Text segment:
This is one of the composers whose music the character Sive loves. One of her admirers (a restaurant owner) plays one of Kurtág’s pieces when she arrives to his restaurant, which is a rather bold move, because Kurtág’s non-chamber music isn’t exactly easy listening / lounge music! It doesn’t keep a steady time signature; it doesn’t climax satisfyingly; it shifts from reckless abandon to highly-strung rigidity; it’s tumultuous and eerie. At first, this piece sounds like tuning up, or even accidental music. This live recording lends it a fittingly unfinished, grainy quality; the visuals are distorted; and I love the close-up of the broken horse hairs on the cellist’s bow. This music will make you feel ever more anxious as you listen, but I’m including it because the writing process can feel just like this— increasingly unsettling, incoherent, deranged, nostalgic-for-what-might-have-been, and discomfiting; especially half-way through a novel—and this sounds to me like unlikeable, laudably honest realism.

7. FLORENCE PRICE, “Symphony No. 3 in C minor, 1st Movement”

Sound recording, performed by The Women's Philharmonic, conducted by Apo Hsu:



Florence Price was the first African-American woman to be recognized as a symphonic composer, and the first to have a composition played by a major orchestra. This first movement is under 11-minutes, and but it is much larger in scope. I believe it was composed in 1940, and that informed my interpretation upon first hearing. Part of the reason for my including it here is because the book has so much to do with ambition; especially women’s ambition when neither money nor power is sought as an end-goal. Is there only room for cynical, corrupt (white entitled?) ambition in this late capitalist age? One of the three epigraphs is from the fourth African American woman to earn a doctorate degree, sociologist Anna Julia Cooper: “I constantly felt (as I suppose many an ambitious girl has felt) a thumping from within unanswered by any beckoning from without.” When I came across Price’s compositions (after having found Cooper’s glorious, devastating quote), the control and command of her music gave me the shivers and inspired the temperament of various moments of Orchid & the Wasp. Especially that final note!

Raw data:
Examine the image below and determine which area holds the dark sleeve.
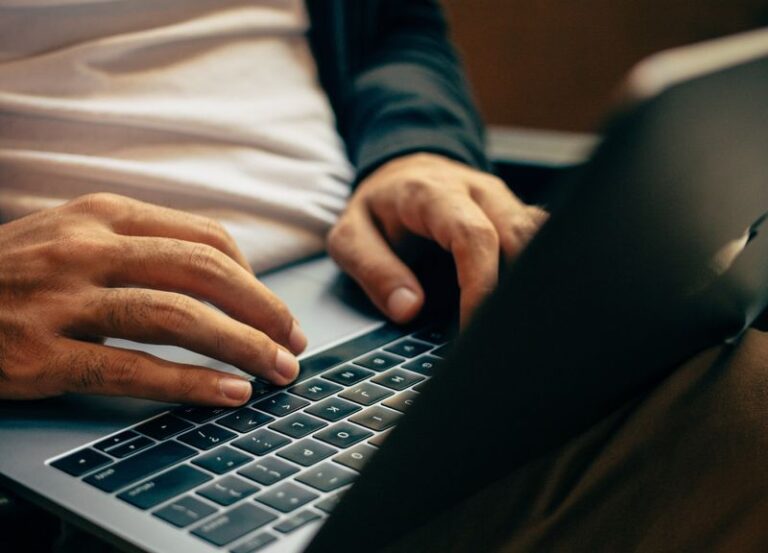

Requirements:
Continue the music commentary on Kurtág and Florence Price, picking up after its final sentence.

The answer:
8. BOB DYLAN, “Jingle Bells”

This should be listened to at the start of Chapter 9, Part II. It needs no explanation. It’s dreadful!! (The “Jingle Bells” track isn’t online, but you can hear “Must Be Santa” here, if you want to get the gist, and don’t like to sleep at night: https://www.youtube.com/watch?v=a8qE6WQmNus)

9. FREDERIC RZEWSKI, “The People United Will Never Be Defeated”

Here is the first part being played by Rzewski:



This 1975 piano composition by American composer Rzewski gets several hundreds words of a description in Orchid & the Wasp, so I won’t repeat that here (you’ll have to read the novel!) except to say that it found its way into the story not only because I love it, but because it became one of several unofficial anthems of the Occupy Wall Street movement. It is made up of a set of 36 variations on the Chilean song “¡El pueblo unido jamás será vencido!” by Sergio Ortega and Quilapayún. I’ve listened to this piece hundreds of times and it still delivers integrity, inspiration and variety. I love getting to see the composer performing it himself.

10. DONNLA HUGHES, “She Moved Through the Fair”

My sister—actor Donnla Hughes—has always been my biggest source of inspiration. There is so much in Orchid & the Wasp that comes from the intensity of my sibling relationships and from the extraordinary fortune of knowing such good, gifted people. This acapella rendition of “She Moved Through the Fair” should surely be the iconic recording. The song is one that all Irish people have a complicated relationship with. Those who have read the book will hear it differently. But whatever way you hear it, do just that.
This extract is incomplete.